# Selected text
───
Fast wild cluster bootstrap inference for joint hypotheses for object of class fixest
Source:R/mboottest_fixest.R
mboottest.fixest.Rd
mboottest.fixest
is a S3 method that allows for fast wild cluster
bootstrap inference of multivariate hypotheses for objects of class
fixest by implementing the fast wild bootstrap algorithm developed
in Roodman et al., 2019.
Usage
# S3 method for fixest
mboottest(
object,
clustid,
B,
R,
r = rep(0, nrow(R)),
bootcluster = "max",
fe = NULL,
type = "rademacher",
impose_null = TRUE,
p_val_type = "two-tailed",
tol = 1e-06,
floattype = "Float64",
getauxweights = FALSE,
maxmatsize = NULL,
bootstrapc = FALSE,
ssc = boot_ssc(adj = TRUE, fixef.K = "none", cluster.adj = TRUE, cluster.df =
"conventional"),
...
)
Arguments
- object
An object of class feols
- clustid
A character vector or rhs formula containing the names of the cluster variables
- B
Integer. The number of bootstrap iterations. When the number of clusters is low, increasing B adds little additional runtime.
───
# Information supplied

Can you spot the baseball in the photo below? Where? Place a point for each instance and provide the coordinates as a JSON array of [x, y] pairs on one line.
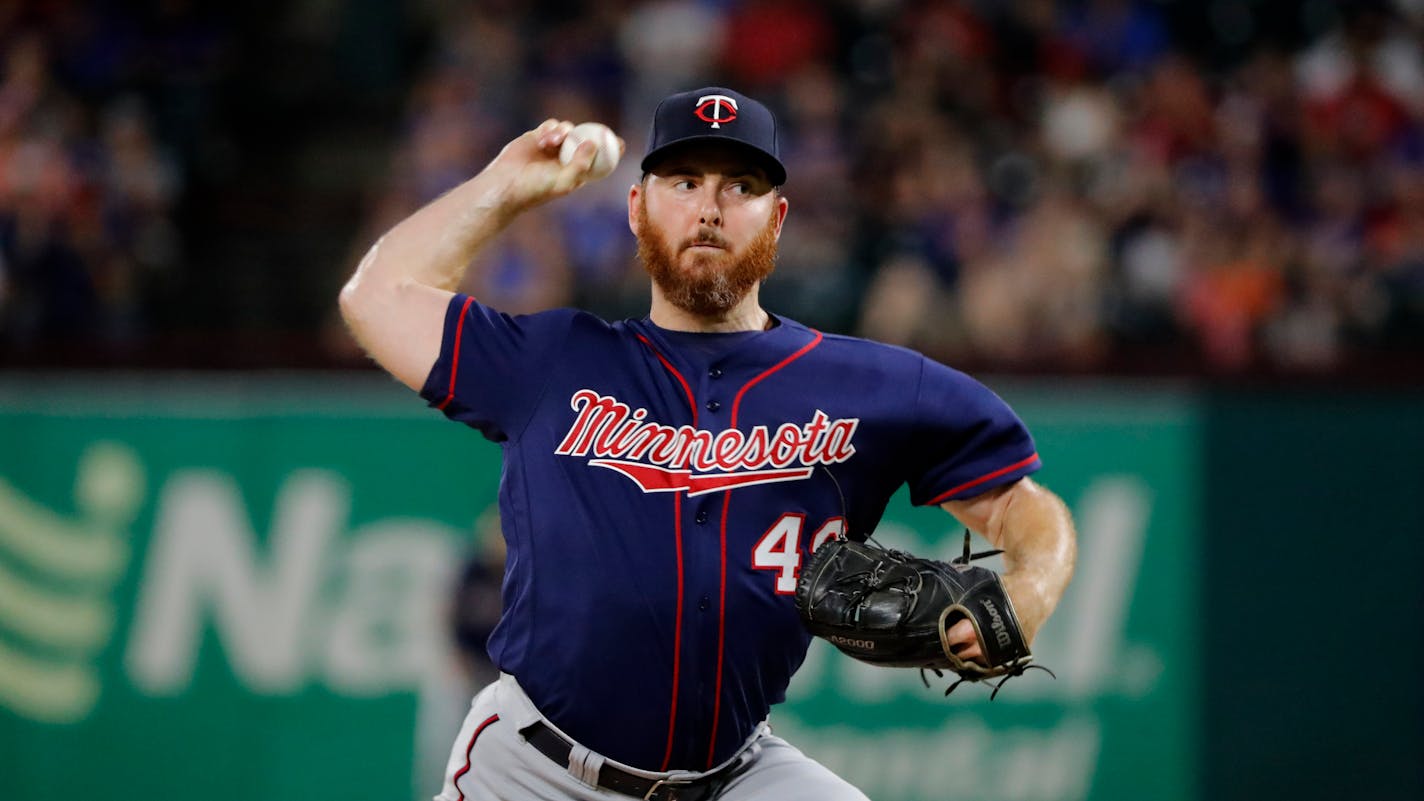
[[607, 157]]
───
# What the task asks
According to the mboottest.fixest documentation, whose fast wild bootstrap algorithm does the method implement?

# Exercise response
The one developed in Roodman et al., 2019.